──────── Les données
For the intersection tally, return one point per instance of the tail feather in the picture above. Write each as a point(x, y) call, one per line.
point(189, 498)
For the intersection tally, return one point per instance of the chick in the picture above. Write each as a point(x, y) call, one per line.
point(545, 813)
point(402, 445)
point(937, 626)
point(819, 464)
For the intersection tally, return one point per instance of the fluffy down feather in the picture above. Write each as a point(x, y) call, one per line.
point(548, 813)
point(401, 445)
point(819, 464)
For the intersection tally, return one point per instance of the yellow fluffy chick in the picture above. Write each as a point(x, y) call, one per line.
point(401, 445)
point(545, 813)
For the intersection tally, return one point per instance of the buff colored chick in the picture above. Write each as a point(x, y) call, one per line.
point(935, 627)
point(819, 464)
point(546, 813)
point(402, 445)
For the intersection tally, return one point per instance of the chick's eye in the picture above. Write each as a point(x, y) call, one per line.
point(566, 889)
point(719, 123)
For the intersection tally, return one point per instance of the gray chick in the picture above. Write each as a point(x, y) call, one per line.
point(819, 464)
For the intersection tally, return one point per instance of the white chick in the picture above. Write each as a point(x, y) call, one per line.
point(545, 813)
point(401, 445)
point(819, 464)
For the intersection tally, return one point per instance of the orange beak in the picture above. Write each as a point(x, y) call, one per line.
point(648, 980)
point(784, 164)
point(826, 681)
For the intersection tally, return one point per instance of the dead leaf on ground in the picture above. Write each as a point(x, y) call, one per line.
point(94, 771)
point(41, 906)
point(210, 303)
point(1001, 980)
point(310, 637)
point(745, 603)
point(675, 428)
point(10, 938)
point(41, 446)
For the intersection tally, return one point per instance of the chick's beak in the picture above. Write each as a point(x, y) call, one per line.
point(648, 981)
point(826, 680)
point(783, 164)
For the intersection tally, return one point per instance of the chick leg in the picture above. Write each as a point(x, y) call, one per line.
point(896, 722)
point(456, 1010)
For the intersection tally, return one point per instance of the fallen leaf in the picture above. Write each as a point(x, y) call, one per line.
────────────────
## [Objectif visé]
Mets toutes ces données sous forme de liste numérotée, sans garder les lignes vides.

## [Réponse finale]
1. For the intersection tally, return one point per instance of the tail feather in the picture above. Write each as a point(x, y) call, one per line.
2. point(189, 498)
3. For the intersection tally, return one point per instance of the chick in the picture above. Write each as a point(x, y) call, one per line.
4. point(545, 813)
5. point(402, 445)
6. point(937, 626)
7. point(819, 464)
8. For the intersection tally, return one point per instance of the fluffy down feather in the picture above. Write each as a point(x, y) call, one per line.
9. point(548, 813)
10. point(401, 445)
11. point(819, 464)
12. For the intersection tally, return one point per instance of the yellow fluffy chick in the picture above. Write each as a point(x, y) call, one per line.
13. point(401, 445)
14. point(545, 813)
15. For the intersection tally, return one point per instance of the buff colored chick in the picture above. Write each as a point(x, y) call, one per line.
16. point(935, 627)
17. point(819, 464)
18. point(546, 813)
19. point(402, 445)
20. For the intersection tally, return one point per instance of the chick's eye in the picture above. Write each as a point(x, y) call, one per line.
21. point(566, 889)
22. point(719, 123)
23. For the intersection tally, return one point per instance of the gray chick in the picture above. Write each as a point(x, y) call, one per line.
24. point(819, 464)
25. For the intersection tally, return one point per instance of the white chick in the picture above. Write each as a point(x, y) call, one per line.
26. point(545, 813)
27. point(401, 445)
28. point(819, 464)
29. For the intersection tally, return one point per instance of the orange beak in the picture above. Write each as a point(x, y) call, one per line.
30. point(648, 980)
31. point(784, 164)
32. point(826, 681)
33. For the intersection tally, return one point per instance of the dead leaf on ground in the picture above. Write each as a point(x, y) call, one per line.
34. point(94, 771)
35. point(41, 906)
36. point(210, 303)
37. point(1001, 980)
38. point(310, 637)
39. point(745, 603)
40. point(675, 428)
41. point(10, 938)
42. point(41, 446)
43. For the intersection tally, return one point per instance of the chick's beak in the picture above. Write each as a point(x, y) call, one per line.
44. point(648, 981)
45. point(826, 680)
46. point(783, 164)
47. For the intersection tally, return one point per instance of the chick leg in the picture above. Write each as a point(x, y) call, one per line.
48. point(896, 722)
49. point(456, 1010)
50. For the intersection tally, return one point per instance of the fallen leaf in the picture above. Write each as a point(x, y) call, one per line.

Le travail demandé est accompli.